**EXERCISE DETAILS:** Once the pictures are set aside, print the records that follow exactly as written.

**Collected data entries:**
* * * * *

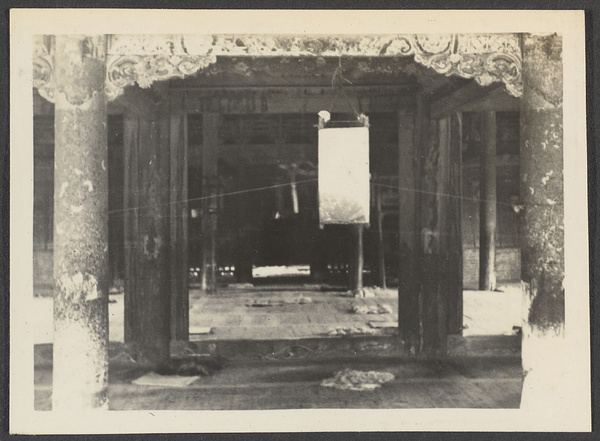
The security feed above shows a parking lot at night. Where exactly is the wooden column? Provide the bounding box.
[417,112,463,354]
[435,117,451,350]
[374,183,386,289]
[169,91,189,341]
[348,224,364,292]
[519,33,565,410]
[123,90,171,363]
[310,186,327,284]
[397,110,419,351]
[52,35,109,410]
[201,113,219,292]
[479,111,497,291]
[123,112,140,346]
[310,232,327,283]
[419,114,442,353]
[233,166,254,284]
[447,113,464,335]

* * * * *

**EXERCISE SOLUTION:**
The security feed above shows a parking lot at night. Where exactly is the wooden column? Provide the bounding box.
[417,112,463,354]
[435,117,451,350]
[374,183,386,289]
[169,91,189,341]
[348,224,364,292]
[519,33,565,410]
[123,90,171,363]
[310,186,327,284]
[397,110,419,351]
[52,35,109,410]
[201,113,219,292]
[479,111,497,291]
[123,112,140,346]
[310,232,327,283]
[419,114,442,353]
[233,166,254,284]
[447,113,464,335]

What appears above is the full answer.